→ EXTRACT TO READ
+-------+

Thu, 01/11/2024 - 08:58

From the East Hampton Library’s Long Island Collection

January is a popular time to get away on the East End, and in the early 20th century many prominent residents also spent the winter months in warmer areas. The artist Thomas Moran (1837-1926) and his daughter Ruth Bedford Moran (1870-1948) were among our early local winter snowbirds, and this photograph shows Ruth seated on a wicker “sleigh” in San Diego in 1915.

At the time, Thomas was in his late 70s, and Ruth was 45. The father-daughter duo spent the winter of 1915 in Pasadena, a brief chapter before they made Santa Barbara their winter home. After her mother died in 1899, Ruth became her father’s main travel companion, accompanying him on his trips west.

This photograph was taken at the Panama-California Exposition, which was inspired by international World’s Fair-style expositions and intended to celebrate the opening of the Panama Canal. Held in the first American port of call north of the recently opened passage, it ran year round for two years, and many of the buildings that make up the El Prado Historic District of San Diego’s Balboa Park were built for the exposition.

+-------+

→ TO BE DONE
A. Decide whether each statement below agrees with the text about the Moran photograph. Answer yes or no for each, and quote the words of the text that settle it. (i) Ruth was 45 when the photograph was taken. (ii) The Morans spent the winter of 1915 in Santa Barbara. (iii) The Panama-California Exposition lasted one year.
B. From the text about the Moran photograph, extract the passage from "From the East" up to and including "his trips west.".

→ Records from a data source
+-------+

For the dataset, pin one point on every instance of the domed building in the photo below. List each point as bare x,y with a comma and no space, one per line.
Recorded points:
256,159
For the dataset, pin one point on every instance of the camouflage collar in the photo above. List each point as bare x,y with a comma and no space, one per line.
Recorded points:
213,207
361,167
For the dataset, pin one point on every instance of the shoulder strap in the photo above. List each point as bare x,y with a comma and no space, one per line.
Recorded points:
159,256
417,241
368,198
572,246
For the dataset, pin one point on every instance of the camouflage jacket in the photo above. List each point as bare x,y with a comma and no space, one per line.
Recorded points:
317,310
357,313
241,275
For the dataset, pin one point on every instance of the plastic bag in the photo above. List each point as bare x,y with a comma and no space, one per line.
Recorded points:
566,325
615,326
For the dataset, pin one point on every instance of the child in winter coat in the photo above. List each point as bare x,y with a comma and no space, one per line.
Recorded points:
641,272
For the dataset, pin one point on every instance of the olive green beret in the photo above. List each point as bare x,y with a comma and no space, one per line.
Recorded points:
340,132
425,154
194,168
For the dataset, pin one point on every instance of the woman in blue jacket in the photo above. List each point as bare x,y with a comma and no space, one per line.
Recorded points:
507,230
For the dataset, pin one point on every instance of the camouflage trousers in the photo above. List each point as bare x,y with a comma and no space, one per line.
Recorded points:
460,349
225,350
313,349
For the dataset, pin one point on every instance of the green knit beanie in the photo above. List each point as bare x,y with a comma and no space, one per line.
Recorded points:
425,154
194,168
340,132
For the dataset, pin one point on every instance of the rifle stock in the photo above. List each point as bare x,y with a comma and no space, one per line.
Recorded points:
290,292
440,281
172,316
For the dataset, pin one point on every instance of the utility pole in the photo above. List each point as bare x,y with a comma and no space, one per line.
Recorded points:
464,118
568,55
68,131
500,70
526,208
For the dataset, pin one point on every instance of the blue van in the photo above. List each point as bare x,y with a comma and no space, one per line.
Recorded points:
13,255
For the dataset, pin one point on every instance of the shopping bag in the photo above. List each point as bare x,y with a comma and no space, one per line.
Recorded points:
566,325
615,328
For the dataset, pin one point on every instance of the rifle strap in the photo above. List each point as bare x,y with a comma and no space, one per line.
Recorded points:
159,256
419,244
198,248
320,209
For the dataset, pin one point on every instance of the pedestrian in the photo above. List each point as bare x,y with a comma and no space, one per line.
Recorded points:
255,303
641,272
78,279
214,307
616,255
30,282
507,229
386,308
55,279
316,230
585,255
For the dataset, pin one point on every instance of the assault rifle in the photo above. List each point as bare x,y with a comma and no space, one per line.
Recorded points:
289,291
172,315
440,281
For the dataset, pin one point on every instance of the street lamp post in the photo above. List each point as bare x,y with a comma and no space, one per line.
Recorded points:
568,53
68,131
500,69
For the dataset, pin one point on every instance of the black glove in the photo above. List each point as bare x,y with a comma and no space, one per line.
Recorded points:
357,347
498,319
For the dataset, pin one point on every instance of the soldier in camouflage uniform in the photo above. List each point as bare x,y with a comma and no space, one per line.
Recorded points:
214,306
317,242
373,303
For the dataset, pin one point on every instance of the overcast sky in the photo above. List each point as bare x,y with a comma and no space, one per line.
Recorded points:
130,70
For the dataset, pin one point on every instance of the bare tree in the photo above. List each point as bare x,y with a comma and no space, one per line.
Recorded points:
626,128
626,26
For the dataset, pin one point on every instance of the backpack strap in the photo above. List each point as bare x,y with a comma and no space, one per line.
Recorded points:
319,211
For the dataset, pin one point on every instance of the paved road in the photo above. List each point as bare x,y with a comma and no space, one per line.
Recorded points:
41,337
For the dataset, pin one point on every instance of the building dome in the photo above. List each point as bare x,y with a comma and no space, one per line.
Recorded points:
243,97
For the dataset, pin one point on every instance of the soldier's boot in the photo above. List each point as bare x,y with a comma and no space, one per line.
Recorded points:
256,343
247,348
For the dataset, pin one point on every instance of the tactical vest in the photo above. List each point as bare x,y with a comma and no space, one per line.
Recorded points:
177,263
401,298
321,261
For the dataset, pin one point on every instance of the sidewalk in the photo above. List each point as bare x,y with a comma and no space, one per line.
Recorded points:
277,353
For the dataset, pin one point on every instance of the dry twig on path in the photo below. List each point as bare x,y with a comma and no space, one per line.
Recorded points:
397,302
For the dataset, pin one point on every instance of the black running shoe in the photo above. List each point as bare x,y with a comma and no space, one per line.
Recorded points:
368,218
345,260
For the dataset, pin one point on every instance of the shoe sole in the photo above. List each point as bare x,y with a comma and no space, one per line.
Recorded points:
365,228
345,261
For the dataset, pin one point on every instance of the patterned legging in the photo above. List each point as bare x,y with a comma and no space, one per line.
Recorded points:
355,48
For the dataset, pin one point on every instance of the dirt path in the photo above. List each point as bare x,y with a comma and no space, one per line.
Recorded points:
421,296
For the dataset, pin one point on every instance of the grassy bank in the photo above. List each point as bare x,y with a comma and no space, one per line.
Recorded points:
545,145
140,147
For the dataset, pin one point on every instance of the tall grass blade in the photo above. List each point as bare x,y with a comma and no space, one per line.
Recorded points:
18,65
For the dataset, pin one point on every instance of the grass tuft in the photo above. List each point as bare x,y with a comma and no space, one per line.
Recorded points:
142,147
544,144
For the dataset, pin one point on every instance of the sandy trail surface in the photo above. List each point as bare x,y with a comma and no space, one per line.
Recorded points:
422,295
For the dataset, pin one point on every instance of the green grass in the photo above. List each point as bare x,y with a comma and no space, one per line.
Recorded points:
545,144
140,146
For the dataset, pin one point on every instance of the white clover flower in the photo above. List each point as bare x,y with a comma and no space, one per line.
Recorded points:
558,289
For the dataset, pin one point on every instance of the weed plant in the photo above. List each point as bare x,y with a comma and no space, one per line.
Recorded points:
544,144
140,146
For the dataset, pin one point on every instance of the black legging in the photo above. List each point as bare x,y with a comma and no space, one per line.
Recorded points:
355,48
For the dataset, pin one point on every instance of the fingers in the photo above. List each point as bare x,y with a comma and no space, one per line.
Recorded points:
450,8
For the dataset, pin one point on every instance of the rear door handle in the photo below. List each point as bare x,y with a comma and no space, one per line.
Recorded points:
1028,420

+-------+

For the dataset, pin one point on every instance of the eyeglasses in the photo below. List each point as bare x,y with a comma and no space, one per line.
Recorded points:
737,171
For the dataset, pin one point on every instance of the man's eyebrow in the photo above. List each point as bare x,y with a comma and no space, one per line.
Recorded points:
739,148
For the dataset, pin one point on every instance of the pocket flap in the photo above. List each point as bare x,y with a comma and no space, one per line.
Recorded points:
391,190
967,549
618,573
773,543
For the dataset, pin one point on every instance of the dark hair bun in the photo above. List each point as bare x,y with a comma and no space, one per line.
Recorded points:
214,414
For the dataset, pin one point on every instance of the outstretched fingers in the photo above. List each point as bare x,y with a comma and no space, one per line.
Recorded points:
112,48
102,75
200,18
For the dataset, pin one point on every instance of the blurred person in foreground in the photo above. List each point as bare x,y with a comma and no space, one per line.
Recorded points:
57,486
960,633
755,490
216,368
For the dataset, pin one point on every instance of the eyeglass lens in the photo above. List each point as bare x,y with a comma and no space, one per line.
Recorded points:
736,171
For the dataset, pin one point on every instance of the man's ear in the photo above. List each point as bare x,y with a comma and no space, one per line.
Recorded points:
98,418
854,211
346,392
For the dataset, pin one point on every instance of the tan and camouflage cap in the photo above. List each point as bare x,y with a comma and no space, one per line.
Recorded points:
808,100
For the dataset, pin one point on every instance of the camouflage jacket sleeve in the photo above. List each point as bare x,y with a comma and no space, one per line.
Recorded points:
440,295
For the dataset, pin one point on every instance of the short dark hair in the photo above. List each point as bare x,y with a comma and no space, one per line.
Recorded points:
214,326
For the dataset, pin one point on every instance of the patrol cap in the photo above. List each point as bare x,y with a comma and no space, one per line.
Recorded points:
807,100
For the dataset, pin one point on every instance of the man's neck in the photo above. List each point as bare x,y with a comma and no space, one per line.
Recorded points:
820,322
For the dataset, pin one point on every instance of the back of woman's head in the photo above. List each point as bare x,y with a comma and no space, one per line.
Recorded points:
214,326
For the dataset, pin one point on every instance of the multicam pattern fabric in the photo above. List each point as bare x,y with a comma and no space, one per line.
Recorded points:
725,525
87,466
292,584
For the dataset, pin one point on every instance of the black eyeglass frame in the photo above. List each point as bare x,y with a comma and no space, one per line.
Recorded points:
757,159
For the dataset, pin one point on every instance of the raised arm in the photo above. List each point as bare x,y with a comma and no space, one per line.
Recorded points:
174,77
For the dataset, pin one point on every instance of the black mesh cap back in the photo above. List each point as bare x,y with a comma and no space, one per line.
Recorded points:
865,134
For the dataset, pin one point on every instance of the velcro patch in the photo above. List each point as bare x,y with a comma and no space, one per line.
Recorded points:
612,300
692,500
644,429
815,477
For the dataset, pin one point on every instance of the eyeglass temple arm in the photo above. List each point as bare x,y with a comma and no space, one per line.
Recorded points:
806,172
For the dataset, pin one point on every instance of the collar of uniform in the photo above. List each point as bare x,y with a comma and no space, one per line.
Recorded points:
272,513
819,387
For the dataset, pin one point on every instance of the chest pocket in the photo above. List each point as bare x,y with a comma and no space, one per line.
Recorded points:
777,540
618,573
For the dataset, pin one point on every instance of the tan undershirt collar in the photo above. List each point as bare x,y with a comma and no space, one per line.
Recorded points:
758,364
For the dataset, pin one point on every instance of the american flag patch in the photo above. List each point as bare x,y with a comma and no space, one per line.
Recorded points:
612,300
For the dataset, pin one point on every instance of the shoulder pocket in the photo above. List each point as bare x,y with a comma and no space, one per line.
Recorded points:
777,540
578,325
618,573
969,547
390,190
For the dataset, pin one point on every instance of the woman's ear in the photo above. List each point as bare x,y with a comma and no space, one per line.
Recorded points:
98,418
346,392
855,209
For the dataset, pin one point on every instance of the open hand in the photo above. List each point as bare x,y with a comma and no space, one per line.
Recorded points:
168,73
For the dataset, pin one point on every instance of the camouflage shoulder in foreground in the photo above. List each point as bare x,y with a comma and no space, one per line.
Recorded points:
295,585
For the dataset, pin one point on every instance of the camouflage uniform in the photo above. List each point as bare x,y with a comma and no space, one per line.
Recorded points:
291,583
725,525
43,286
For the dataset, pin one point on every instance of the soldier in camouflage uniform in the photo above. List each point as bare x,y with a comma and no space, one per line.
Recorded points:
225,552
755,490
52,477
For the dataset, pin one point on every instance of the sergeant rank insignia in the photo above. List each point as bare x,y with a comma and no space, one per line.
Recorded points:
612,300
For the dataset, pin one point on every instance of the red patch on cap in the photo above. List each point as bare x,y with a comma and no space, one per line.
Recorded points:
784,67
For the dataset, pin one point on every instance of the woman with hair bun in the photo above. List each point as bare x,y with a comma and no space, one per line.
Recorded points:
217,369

+-------+

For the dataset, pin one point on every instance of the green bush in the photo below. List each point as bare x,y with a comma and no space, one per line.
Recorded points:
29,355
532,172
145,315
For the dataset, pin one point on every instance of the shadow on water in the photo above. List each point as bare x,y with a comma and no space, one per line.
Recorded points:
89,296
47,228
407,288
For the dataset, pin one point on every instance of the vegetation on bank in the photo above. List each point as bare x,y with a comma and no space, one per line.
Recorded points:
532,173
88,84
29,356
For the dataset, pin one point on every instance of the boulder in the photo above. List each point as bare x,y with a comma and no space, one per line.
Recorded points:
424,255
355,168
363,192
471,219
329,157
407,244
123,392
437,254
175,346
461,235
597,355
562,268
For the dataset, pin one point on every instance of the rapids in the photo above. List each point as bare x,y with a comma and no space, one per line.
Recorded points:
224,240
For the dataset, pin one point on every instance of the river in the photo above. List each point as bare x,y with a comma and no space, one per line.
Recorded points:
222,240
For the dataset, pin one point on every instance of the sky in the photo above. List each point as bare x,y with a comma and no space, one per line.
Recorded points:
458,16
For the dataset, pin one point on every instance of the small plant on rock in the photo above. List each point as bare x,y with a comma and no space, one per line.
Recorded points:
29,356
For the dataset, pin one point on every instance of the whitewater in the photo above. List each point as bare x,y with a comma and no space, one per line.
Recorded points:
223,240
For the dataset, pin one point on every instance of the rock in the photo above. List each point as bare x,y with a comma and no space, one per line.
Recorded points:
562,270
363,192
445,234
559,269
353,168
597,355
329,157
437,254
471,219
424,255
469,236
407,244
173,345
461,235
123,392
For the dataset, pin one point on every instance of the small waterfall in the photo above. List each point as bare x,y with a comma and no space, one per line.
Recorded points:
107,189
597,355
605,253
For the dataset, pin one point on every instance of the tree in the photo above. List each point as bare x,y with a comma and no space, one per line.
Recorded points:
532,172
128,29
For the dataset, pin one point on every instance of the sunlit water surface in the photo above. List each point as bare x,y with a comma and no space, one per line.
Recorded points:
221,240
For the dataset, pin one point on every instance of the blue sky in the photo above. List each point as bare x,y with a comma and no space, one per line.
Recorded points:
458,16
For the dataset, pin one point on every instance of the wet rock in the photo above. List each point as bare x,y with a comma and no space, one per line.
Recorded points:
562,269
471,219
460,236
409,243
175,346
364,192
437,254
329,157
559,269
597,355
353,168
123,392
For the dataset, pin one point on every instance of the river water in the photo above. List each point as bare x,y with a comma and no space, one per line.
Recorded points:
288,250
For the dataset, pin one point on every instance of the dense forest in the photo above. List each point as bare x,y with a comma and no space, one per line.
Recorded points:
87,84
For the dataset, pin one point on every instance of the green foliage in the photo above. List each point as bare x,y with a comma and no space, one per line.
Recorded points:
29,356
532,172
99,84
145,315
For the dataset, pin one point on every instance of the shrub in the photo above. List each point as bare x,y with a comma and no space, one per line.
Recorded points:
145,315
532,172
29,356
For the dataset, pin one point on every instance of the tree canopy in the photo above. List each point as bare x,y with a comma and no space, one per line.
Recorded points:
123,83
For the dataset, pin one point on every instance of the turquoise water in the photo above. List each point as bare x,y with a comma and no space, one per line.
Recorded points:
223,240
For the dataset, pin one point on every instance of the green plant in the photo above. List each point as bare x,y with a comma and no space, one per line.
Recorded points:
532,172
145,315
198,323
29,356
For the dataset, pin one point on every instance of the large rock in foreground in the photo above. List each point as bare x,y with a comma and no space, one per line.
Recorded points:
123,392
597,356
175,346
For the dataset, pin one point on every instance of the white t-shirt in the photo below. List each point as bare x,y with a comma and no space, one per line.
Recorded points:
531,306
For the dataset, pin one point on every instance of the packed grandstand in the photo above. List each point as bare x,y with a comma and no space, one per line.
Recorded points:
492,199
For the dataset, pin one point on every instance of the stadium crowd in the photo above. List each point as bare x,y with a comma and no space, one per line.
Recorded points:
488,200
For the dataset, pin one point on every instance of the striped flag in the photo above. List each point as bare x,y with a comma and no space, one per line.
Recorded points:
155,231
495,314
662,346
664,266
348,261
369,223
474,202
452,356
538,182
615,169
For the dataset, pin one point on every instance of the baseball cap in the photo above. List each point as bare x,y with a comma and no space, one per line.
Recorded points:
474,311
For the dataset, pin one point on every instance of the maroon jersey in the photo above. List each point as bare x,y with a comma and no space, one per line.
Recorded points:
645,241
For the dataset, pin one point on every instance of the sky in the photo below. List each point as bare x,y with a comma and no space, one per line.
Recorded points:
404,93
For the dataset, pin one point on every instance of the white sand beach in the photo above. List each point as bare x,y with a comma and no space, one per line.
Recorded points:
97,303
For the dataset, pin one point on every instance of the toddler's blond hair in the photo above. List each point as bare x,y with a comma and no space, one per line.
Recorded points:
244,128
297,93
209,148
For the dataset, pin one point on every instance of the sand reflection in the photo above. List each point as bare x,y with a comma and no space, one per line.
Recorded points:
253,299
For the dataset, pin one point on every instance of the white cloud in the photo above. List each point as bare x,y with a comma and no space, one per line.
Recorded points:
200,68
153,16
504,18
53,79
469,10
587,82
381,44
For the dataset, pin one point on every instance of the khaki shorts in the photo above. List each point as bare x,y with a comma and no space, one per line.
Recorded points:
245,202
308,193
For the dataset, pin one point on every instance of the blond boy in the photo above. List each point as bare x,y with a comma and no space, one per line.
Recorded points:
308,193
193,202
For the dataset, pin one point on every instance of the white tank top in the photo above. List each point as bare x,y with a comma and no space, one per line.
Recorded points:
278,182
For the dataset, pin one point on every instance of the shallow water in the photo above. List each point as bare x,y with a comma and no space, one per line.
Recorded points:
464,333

+-------+

→ FINAL RESULTS
A.
(i) Yes: "At the time, Thomas was in his late 70s, and Ruth was 45."
(ii) No: "The father-daughter duo spent the winter of 1915 in Pasadena, a brief chapter before they made Santa Barbara their winter home."
(iii) No: "it ran year round for two years"

B.
From the East Hampton Library’s Long Island Collection

January is a popular time to get away on the East End, and in the early 20th century many prominent residents also spent the winter months in warmer areas. The artist Thomas Moran (1837-1926) and his daughter Ruth Bedford Moran (1870-1948) were among our early local winter snowbirds, and this photograph shows Ruth seated on a wicker “sleigh” in San Diego in 1915.

At the time, Thomas was in his late 70s, and Ruth was 45. The father-daughter duo spent the winter of 1915 in Pasadena, a brief chapter before they made Santa Barbara their winter home. After her mother died in 1899, Ruth became her father’s main travel companion, accompanying him on his trips west.